>> Start EXTRACTED RECORDS
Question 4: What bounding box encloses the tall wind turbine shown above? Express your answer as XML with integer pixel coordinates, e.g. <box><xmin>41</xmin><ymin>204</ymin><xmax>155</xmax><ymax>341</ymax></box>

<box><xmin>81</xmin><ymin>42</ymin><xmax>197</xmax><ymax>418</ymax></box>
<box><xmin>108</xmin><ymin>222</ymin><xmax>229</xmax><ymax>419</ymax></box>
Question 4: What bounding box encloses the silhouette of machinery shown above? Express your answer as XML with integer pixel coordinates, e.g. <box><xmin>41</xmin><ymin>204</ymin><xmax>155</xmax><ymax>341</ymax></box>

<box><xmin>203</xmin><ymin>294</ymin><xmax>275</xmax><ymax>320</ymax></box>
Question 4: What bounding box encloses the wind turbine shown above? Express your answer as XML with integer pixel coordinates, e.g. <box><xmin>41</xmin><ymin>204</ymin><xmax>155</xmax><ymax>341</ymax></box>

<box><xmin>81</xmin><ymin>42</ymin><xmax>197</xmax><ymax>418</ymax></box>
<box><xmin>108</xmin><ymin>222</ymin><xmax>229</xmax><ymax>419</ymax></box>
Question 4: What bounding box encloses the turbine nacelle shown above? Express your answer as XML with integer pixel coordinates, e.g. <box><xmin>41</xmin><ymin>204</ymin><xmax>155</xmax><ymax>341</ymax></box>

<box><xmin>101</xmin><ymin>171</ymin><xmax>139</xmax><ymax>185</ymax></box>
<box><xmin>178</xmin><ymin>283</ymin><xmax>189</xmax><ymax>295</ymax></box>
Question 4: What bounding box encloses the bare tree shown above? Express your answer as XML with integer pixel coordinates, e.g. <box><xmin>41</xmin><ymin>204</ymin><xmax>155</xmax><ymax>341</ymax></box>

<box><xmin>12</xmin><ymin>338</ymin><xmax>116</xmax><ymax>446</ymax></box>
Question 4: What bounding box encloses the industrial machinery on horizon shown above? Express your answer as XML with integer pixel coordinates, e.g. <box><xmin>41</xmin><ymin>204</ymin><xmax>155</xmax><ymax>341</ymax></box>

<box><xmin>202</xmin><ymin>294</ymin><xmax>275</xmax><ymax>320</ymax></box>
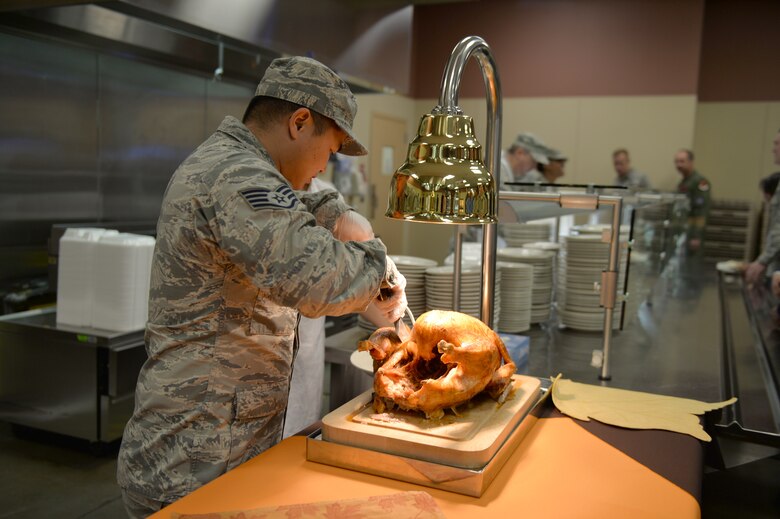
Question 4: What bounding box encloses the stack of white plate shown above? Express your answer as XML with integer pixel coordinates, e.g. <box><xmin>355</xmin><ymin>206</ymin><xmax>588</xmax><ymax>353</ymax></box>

<box><xmin>558</xmin><ymin>234</ymin><xmax>628</xmax><ymax>331</ymax></box>
<box><xmin>390</xmin><ymin>254</ymin><xmax>437</xmax><ymax>326</ymax></box>
<box><xmin>496</xmin><ymin>261</ymin><xmax>534</xmax><ymax>333</ymax></box>
<box><xmin>358</xmin><ymin>254</ymin><xmax>437</xmax><ymax>331</ymax></box>
<box><xmin>571</xmin><ymin>223</ymin><xmax>631</xmax><ymax>241</ymax></box>
<box><xmin>523</xmin><ymin>241</ymin><xmax>561</xmax><ymax>306</ymax></box>
<box><xmin>501</xmin><ymin>222</ymin><xmax>552</xmax><ymax>247</ymax></box>
<box><xmin>425</xmin><ymin>264</ymin><xmax>501</xmax><ymax>328</ymax></box>
<box><xmin>496</xmin><ymin>247</ymin><xmax>555</xmax><ymax>324</ymax></box>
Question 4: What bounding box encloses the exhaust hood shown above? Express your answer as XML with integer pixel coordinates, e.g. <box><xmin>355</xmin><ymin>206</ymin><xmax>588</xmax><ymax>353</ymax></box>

<box><xmin>0</xmin><ymin>0</ymin><xmax>391</xmax><ymax>93</ymax></box>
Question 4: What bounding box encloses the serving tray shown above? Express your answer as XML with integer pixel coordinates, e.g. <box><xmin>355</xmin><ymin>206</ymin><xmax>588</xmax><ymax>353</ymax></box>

<box><xmin>306</xmin><ymin>375</ymin><xmax>541</xmax><ymax>497</ymax></box>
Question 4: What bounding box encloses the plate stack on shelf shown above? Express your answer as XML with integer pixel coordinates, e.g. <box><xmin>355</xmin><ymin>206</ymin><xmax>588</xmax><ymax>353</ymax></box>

<box><xmin>501</xmin><ymin>222</ymin><xmax>552</xmax><ymax>247</ymax></box>
<box><xmin>390</xmin><ymin>254</ymin><xmax>437</xmax><ymax>326</ymax></box>
<box><xmin>523</xmin><ymin>241</ymin><xmax>561</xmax><ymax>299</ymax></box>
<box><xmin>426</xmin><ymin>264</ymin><xmax>501</xmax><ymax>328</ymax></box>
<box><xmin>358</xmin><ymin>254</ymin><xmax>437</xmax><ymax>332</ymax></box>
<box><xmin>496</xmin><ymin>247</ymin><xmax>555</xmax><ymax>324</ymax></box>
<box><xmin>558</xmin><ymin>233</ymin><xmax>628</xmax><ymax>331</ymax></box>
<box><xmin>496</xmin><ymin>261</ymin><xmax>534</xmax><ymax>333</ymax></box>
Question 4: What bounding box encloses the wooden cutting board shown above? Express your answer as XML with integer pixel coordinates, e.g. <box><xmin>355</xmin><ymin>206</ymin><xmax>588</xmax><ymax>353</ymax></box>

<box><xmin>322</xmin><ymin>375</ymin><xmax>540</xmax><ymax>469</ymax></box>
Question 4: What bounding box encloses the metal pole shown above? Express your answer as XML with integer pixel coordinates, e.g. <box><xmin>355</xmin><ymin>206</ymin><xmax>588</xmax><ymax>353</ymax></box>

<box><xmin>434</xmin><ymin>36</ymin><xmax>501</xmax><ymax>327</ymax></box>
<box><xmin>599</xmin><ymin>197</ymin><xmax>623</xmax><ymax>380</ymax></box>
<box><xmin>452</xmin><ymin>225</ymin><xmax>463</xmax><ymax>312</ymax></box>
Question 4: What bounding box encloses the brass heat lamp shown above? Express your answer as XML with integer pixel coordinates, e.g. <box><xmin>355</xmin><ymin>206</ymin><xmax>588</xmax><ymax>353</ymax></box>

<box><xmin>385</xmin><ymin>107</ymin><xmax>497</xmax><ymax>224</ymax></box>
<box><xmin>385</xmin><ymin>36</ymin><xmax>501</xmax><ymax>327</ymax></box>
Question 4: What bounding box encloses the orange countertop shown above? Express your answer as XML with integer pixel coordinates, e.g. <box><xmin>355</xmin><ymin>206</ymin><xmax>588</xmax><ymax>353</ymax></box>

<box><xmin>151</xmin><ymin>416</ymin><xmax>701</xmax><ymax>519</ymax></box>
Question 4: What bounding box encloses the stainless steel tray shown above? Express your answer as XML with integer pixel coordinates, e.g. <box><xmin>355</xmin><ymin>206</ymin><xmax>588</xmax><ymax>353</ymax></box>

<box><xmin>306</xmin><ymin>390</ymin><xmax>544</xmax><ymax>497</ymax></box>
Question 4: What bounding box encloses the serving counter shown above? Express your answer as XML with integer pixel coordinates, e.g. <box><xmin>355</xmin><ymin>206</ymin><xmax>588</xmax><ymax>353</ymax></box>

<box><xmin>151</xmin><ymin>399</ymin><xmax>703</xmax><ymax>519</ymax></box>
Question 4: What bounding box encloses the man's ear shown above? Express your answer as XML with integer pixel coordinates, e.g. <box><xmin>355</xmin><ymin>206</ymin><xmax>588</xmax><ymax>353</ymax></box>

<box><xmin>287</xmin><ymin>107</ymin><xmax>314</xmax><ymax>140</ymax></box>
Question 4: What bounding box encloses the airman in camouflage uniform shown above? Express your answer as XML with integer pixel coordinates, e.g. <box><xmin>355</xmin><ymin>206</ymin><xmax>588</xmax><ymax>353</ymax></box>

<box><xmin>745</xmin><ymin>132</ymin><xmax>780</xmax><ymax>284</ymax></box>
<box><xmin>117</xmin><ymin>54</ymin><xmax>405</xmax><ymax>516</ymax></box>
<box><xmin>674</xmin><ymin>150</ymin><xmax>712</xmax><ymax>251</ymax></box>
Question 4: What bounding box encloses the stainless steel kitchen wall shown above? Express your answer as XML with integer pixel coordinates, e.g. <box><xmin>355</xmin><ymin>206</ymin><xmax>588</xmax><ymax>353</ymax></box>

<box><xmin>98</xmin><ymin>56</ymin><xmax>206</xmax><ymax>220</ymax></box>
<box><xmin>0</xmin><ymin>33</ymin><xmax>255</xmax><ymax>291</ymax></box>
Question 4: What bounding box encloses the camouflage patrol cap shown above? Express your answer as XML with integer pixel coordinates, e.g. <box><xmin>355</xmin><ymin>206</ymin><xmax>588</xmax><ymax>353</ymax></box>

<box><xmin>255</xmin><ymin>56</ymin><xmax>368</xmax><ymax>155</ymax></box>
<box><xmin>513</xmin><ymin>133</ymin><xmax>550</xmax><ymax>164</ymax></box>
<box><xmin>544</xmin><ymin>146</ymin><xmax>569</xmax><ymax>161</ymax></box>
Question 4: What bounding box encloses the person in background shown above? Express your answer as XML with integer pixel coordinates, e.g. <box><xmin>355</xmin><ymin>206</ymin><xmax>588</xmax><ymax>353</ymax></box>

<box><xmin>745</xmin><ymin>131</ymin><xmax>780</xmax><ymax>286</ymax></box>
<box><xmin>612</xmin><ymin>148</ymin><xmax>650</xmax><ymax>191</ymax></box>
<box><xmin>117</xmin><ymin>57</ymin><xmax>406</xmax><ymax>517</ymax></box>
<box><xmin>674</xmin><ymin>149</ymin><xmax>712</xmax><ymax>252</ymax></box>
<box><xmin>501</xmin><ymin>133</ymin><xmax>548</xmax><ymax>191</ymax></box>
<box><xmin>536</xmin><ymin>146</ymin><xmax>569</xmax><ymax>184</ymax></box>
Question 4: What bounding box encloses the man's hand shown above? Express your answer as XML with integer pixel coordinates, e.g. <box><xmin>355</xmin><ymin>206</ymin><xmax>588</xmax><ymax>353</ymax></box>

<box><xmin>372</xmin><ymin>256</ymin><xmax>408</xmax><ymax>323</ymax></box>
<box><xmin>745</xmin><ymin>261</ymin><xmax>766</xmax><ymax>285</ymax></box>
<box><xmin>333</xmin><ymin>210</ymin><xmax>374</xmax><ymax>241</ymax></box>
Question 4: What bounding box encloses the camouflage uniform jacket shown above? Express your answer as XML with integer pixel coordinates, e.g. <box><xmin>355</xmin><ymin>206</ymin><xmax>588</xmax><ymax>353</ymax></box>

<box><xmin>756</xmin><ymin>189</ymin><xmax>780</xmax><ymax>270</ymax></box>
<box><xmin>117</xmin><ymin>117</ymin><xmax>386</xmax><ymax>501</ymax></box>
<box><xmin>677</xmin><ymin>171</ymin><xmax>711</xmax><ymax>218</ymax></box>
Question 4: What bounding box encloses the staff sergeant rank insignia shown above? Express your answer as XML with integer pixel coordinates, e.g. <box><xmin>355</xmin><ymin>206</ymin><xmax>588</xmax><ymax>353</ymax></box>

<box><xmin>239</xmin><ymin>186</ymin><xmax>299</xmax><ymax>211</ymax></box>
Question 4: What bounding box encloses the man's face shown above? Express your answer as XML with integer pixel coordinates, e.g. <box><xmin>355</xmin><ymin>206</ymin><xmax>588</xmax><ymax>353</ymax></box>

<box><xmin>512</xmin><ymin>148</ymin><xmax>536</xmax><ymax>177</ymax></box>
<box><xmin>281</xmin><ymin>118</ymin><xmax>347</xmax><ymax>190</ymax></box>
<box><xmin>674</xmin><ymin>151</ymin><xmax>693</xmax><ymax>176</ymax></box>
<box><xmin>612</xmin><ymin>153</ymin><xmax>631</xmax><ymax>177</ymax></box>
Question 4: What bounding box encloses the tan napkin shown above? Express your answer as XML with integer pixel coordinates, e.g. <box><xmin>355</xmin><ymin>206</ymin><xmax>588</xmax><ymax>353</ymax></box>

<box><xmin>550</xmin><ymin>375</ymin><xmax>737</xmax><ymax>441</ymax></box>
<box><xmin>173</xmin><ymin>492</ymin><xmax>445</xmax><ymax>519</ymax></box>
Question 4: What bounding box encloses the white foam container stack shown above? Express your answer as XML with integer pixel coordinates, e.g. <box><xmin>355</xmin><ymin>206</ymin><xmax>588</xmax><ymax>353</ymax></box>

<box><xmin>91</xmin><ymin>233</ymin><xmax>154</xmax><ymax>332</ymax></box>
<box><xmin>57</xmin><ymin>227</ymin><xmax>119</xmax><ymax>326</ymax></box>
<box><xmin>57</xmin><ymin>228</ymin><xmax>155</xmax><ymax>332</ymax></box>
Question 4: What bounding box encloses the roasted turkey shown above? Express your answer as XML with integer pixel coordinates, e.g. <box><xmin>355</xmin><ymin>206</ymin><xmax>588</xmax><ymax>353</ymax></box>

<box><xmin>358</xmin><ymin>310</ymin><xmax>515</xmax><ymax>418</ymax></box>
>> End EXTRACTED RECORDS
YOUR GOAL
Keep only the lines of the rows above that contain the string "camouflage", and copy each one out. Case counts.

FINAL RESULT
Question 4: What bounding box encloses the airman in camouflage uniform shown above? Express your answer as XML with integer pixel coordinates, e.g. <box><xmin>355</xmin><ymin>206</ymin><xmax>588</xmax><ymax>353</ymax></box>
Question 4: What bounding box encloses the camouflage patrol cap shown above? Express your answer as XML with integer pixel coordinates, e.g. <box><xmin>355</xmin><ymin>206</ymin><xmax>588</xmax><ymax>353</ymax></box>
Question 4: What bounding box encloses the camouflage uniform jacket shown above? Express your answer as XML with integer pixel coordinates, e.g. <box><xmin>355</xmin><ymin>206</ymin><xmax>588</xmax><ymax>353</ymax></box>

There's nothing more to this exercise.